Voor de meeste mensen komt het licht onze ogen binnen en creëert het een beeld op het netvlies, oftewel het weefsel aan de achterkant van ons oog. Dat beeld wordt vervolgens doorgegeven aan onze hersenen, waardoor we weten wat we zien, of het nu gaat om vormen, kleuren, letters, of noem maar op! Kleurgebrek is een storing in dit proces. De cellen in het netvlies die op kleur reageren worden in dit geval kegeltjes genoemd. Er zijn eigenlijk drie verschillende soorten kegeltjes: één voor het bepalen van blauwe kleuren, één voor groene kleuren en de derde voor het onderscheiden van rode kleuren. Wanneer iemand een kleurentekort heeft, betekent dit vaak dat hij bepaalde kegeltjes mist, zodat een gebrek aan die kleur wordt onderscheiden. Iemand met een rood-groen kleurentekort (het meest voorkomend), mist bijvoorbeeld rode en groene kegeltjes in zijn oog. Wanneer een beeld wordt gezien, slaagt het netvlies er niet in de rode en groene kleuren te verwerken. De hersenen interpreteren deze informatie van het netvlies, en wij nemen dat beeld waar als een beeld zonder rood en groen pigment. In plaats daarvan krijgt het meer een gele tint!
Hoe krijg je een kleurentekort?

AANGELEVERD MATERIAAL:

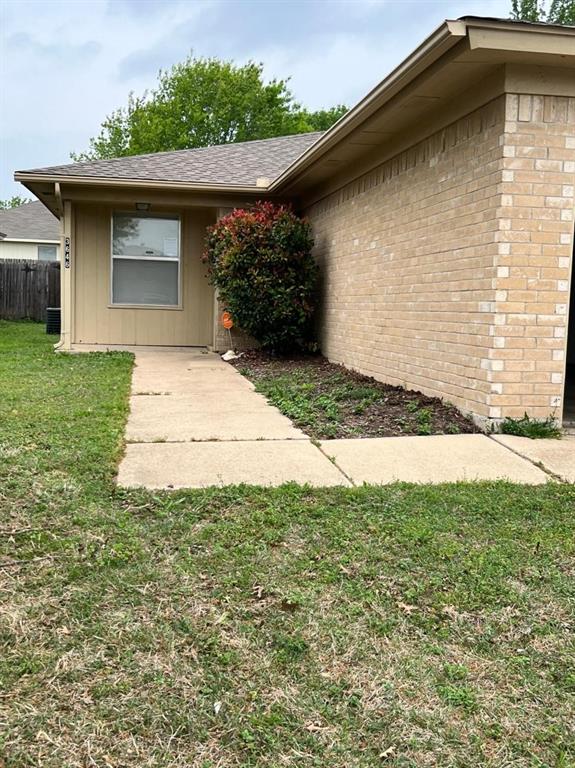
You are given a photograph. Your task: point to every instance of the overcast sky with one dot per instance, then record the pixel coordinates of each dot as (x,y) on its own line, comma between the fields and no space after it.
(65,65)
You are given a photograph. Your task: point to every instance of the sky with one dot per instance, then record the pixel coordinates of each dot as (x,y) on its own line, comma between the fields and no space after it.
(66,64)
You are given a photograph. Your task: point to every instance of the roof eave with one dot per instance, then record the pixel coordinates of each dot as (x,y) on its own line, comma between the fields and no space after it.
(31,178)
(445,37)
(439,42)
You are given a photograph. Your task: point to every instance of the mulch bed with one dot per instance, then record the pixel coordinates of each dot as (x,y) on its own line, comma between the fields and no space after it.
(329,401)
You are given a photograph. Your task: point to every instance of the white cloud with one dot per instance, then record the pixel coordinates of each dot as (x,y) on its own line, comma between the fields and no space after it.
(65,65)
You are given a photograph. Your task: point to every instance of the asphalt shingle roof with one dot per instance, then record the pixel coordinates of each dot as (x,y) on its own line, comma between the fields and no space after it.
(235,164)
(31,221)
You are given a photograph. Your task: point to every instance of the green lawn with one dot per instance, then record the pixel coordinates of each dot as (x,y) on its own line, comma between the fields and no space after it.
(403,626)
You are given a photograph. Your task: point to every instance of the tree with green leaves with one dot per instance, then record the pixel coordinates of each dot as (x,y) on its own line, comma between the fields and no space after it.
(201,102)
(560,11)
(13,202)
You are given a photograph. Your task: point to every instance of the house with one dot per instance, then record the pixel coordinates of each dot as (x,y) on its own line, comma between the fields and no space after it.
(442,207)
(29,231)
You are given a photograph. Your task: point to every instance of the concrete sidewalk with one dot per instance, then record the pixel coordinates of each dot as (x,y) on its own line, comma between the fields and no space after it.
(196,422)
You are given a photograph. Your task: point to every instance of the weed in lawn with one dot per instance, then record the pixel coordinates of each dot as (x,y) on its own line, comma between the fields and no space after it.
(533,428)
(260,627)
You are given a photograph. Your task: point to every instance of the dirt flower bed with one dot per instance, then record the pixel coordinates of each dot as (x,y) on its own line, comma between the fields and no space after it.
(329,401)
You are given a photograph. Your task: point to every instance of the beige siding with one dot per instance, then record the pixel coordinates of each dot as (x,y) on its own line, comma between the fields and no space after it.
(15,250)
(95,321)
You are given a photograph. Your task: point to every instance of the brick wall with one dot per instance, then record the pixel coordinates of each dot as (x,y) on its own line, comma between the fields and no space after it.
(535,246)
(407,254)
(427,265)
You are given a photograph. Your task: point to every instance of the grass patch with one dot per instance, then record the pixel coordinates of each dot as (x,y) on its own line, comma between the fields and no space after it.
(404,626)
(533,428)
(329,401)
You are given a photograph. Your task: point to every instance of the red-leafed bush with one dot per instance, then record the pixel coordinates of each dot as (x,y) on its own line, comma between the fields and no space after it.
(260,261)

...

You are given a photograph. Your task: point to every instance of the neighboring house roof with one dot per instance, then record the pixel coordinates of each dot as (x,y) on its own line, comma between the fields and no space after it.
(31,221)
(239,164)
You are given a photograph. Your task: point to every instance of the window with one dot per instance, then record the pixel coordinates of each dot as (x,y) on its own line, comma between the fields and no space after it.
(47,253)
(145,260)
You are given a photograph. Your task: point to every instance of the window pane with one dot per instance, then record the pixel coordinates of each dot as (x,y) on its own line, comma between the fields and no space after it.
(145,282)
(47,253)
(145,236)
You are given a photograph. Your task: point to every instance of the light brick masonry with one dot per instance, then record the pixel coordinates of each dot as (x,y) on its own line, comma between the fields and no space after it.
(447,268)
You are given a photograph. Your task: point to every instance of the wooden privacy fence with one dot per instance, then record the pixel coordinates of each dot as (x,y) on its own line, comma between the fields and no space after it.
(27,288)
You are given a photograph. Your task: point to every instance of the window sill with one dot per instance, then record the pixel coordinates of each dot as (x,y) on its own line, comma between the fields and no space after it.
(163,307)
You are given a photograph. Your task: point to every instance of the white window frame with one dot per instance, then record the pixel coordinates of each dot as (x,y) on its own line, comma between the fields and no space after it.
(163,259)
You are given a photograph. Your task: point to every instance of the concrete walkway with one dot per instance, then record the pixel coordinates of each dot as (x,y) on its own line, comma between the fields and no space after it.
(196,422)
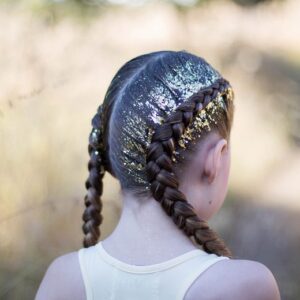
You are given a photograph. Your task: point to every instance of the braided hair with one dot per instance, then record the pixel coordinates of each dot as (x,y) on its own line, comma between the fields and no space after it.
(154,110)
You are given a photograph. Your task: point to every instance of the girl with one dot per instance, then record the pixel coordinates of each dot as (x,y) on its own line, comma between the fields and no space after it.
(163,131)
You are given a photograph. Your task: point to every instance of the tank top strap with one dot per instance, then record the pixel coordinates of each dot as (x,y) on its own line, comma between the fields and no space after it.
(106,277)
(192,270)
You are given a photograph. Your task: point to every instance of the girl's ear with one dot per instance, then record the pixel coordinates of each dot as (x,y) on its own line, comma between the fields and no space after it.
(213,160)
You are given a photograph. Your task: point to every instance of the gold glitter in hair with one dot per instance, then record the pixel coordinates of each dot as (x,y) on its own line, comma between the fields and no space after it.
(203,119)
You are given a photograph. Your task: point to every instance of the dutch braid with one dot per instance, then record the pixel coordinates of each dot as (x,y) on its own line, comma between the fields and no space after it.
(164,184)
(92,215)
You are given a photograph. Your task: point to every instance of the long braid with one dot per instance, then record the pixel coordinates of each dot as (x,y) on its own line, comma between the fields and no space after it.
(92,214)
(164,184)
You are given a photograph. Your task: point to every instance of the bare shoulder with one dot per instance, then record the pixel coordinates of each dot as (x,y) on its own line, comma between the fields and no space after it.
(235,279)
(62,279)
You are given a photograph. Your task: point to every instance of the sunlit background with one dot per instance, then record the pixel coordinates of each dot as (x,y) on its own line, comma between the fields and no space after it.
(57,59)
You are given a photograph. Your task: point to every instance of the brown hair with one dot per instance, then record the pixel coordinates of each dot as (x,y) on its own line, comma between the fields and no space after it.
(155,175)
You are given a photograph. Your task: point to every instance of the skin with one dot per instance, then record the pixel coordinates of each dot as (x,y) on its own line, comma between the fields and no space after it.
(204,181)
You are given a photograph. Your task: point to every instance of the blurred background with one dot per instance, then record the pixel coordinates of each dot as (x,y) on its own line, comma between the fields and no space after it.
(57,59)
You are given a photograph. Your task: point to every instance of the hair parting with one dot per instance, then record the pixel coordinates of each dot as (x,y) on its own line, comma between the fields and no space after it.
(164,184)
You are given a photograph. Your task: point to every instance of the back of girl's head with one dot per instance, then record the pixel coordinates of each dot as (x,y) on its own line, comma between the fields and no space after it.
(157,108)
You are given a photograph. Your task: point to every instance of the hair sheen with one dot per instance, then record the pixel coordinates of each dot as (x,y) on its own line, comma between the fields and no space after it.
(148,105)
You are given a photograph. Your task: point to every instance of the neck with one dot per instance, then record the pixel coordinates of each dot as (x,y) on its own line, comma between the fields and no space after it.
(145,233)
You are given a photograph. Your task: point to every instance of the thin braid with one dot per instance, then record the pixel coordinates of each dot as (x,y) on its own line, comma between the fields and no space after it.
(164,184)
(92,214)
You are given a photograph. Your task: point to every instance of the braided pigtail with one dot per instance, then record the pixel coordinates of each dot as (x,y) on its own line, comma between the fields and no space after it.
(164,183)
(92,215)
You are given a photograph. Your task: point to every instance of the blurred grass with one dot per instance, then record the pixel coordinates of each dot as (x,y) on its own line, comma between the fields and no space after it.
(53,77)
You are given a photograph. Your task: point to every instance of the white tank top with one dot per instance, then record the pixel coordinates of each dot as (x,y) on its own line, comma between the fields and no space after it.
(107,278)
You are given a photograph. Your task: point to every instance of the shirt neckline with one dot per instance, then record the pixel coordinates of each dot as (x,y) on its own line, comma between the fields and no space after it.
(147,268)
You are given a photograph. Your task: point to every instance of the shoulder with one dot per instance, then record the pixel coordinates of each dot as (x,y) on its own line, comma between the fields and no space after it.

--

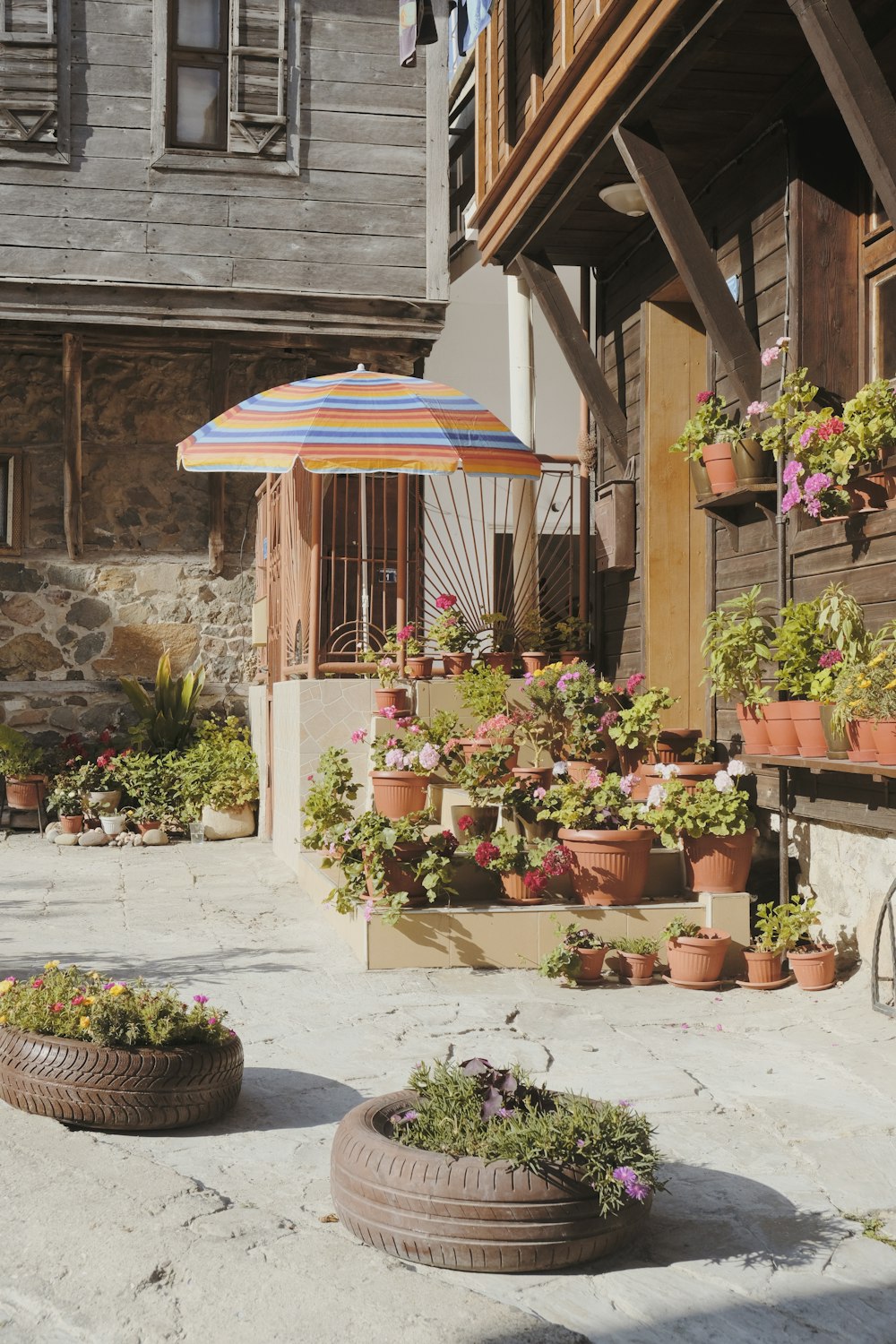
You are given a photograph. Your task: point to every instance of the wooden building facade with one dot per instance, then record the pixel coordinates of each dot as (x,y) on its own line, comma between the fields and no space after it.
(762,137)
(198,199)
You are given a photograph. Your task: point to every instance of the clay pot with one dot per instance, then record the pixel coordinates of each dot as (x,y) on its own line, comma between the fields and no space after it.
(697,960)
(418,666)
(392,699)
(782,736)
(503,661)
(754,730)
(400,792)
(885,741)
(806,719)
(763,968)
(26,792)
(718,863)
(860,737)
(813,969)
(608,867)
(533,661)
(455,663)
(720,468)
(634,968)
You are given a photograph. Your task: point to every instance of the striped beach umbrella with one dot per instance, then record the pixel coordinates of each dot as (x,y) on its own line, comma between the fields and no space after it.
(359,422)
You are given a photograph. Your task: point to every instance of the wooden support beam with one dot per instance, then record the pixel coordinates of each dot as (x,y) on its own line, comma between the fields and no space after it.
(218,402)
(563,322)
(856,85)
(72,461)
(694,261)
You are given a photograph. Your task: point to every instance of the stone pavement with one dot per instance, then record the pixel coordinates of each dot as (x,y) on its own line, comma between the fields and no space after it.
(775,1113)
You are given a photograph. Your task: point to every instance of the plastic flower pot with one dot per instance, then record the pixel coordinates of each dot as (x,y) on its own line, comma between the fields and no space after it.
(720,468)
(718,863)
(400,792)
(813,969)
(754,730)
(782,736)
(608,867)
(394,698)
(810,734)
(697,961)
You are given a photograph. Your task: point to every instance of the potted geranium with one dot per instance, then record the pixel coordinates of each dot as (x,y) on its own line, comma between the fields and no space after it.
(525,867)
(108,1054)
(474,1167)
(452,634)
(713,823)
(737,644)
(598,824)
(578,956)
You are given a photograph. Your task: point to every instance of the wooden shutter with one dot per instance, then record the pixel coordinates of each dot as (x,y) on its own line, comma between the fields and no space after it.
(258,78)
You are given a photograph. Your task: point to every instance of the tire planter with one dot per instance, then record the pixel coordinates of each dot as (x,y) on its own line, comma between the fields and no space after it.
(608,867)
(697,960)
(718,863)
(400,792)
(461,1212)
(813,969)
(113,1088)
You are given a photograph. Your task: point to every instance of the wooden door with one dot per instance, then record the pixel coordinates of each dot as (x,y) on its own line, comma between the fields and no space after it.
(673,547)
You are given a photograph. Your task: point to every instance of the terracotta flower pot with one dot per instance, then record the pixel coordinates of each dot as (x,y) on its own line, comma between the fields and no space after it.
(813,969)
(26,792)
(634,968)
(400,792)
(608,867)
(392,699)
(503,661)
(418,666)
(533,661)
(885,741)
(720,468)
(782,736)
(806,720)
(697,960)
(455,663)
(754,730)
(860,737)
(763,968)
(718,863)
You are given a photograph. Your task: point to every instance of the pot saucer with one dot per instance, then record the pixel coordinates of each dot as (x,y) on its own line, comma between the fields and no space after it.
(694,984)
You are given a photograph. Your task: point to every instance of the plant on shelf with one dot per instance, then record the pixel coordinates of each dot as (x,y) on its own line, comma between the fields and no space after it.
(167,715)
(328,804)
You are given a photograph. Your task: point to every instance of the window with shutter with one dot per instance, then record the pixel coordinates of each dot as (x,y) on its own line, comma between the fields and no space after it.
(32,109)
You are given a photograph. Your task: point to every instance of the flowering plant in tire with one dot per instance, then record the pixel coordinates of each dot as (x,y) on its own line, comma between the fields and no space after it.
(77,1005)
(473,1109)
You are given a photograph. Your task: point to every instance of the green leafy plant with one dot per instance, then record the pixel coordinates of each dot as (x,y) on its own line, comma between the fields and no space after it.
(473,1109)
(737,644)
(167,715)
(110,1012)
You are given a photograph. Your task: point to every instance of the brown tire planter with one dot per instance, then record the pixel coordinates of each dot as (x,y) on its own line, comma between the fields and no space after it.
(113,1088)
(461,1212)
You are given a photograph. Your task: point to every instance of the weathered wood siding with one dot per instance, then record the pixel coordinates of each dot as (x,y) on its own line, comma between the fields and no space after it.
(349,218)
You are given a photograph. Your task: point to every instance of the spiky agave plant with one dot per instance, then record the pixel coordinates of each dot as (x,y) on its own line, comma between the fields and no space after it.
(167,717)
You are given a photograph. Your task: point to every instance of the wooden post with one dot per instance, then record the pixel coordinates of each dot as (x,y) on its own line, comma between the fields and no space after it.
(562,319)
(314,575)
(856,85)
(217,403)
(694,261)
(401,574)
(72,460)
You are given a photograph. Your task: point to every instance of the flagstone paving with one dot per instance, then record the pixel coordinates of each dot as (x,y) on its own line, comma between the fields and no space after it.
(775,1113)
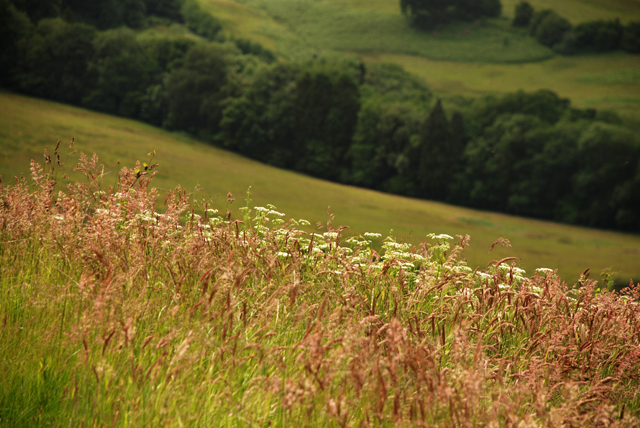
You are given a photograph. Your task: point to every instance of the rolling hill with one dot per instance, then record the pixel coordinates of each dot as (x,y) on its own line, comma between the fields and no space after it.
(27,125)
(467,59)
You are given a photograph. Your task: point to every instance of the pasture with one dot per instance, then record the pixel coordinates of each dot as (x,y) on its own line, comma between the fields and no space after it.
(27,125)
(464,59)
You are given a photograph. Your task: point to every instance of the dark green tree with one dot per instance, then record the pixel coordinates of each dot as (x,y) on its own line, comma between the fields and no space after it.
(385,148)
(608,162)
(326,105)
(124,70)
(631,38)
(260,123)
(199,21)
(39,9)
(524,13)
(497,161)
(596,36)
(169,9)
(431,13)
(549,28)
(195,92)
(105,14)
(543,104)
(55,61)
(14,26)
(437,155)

DE OPGAVE:
Welke drie soorten kegeltjes noemt de gegeven tekst? Geef alsjeblieft per soort aan voor welke kleur die dient.

UITGEWERKTE OPLOSSING:
Eén soort voor blauwe kleuren, één voor groene kleuren en één voor het onderscheiden van rode kleuren.